**** INPUT FOR THIS TASK

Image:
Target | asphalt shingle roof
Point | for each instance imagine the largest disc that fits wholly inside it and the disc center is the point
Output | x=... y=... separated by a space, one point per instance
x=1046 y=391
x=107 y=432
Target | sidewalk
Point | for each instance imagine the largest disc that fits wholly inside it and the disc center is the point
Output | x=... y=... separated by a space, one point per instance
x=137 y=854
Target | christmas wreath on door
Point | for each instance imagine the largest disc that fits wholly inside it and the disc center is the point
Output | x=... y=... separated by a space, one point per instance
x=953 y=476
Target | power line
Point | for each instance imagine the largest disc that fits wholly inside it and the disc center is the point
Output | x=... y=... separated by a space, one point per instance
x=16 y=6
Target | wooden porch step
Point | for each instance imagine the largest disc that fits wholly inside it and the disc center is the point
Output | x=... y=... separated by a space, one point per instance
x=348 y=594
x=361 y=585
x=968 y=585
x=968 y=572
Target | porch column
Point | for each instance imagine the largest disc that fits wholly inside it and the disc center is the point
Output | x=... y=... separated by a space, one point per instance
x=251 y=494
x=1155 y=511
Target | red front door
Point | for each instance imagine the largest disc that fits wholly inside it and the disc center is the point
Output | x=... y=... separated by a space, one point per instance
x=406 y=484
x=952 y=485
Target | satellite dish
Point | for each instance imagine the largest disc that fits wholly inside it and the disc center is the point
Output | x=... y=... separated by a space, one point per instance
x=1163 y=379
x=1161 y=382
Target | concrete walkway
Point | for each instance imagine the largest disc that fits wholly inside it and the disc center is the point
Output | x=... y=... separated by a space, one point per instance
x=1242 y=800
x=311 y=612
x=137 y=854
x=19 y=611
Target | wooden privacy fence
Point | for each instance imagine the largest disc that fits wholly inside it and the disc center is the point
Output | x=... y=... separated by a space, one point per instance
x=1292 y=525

********

▸ DESCRIPTION OF THE TASK
What lines in the material mention "wooden"? Copy every one of them.

▸ TASK RESULT
Target | wooden porch step
Target | wooden privacy fence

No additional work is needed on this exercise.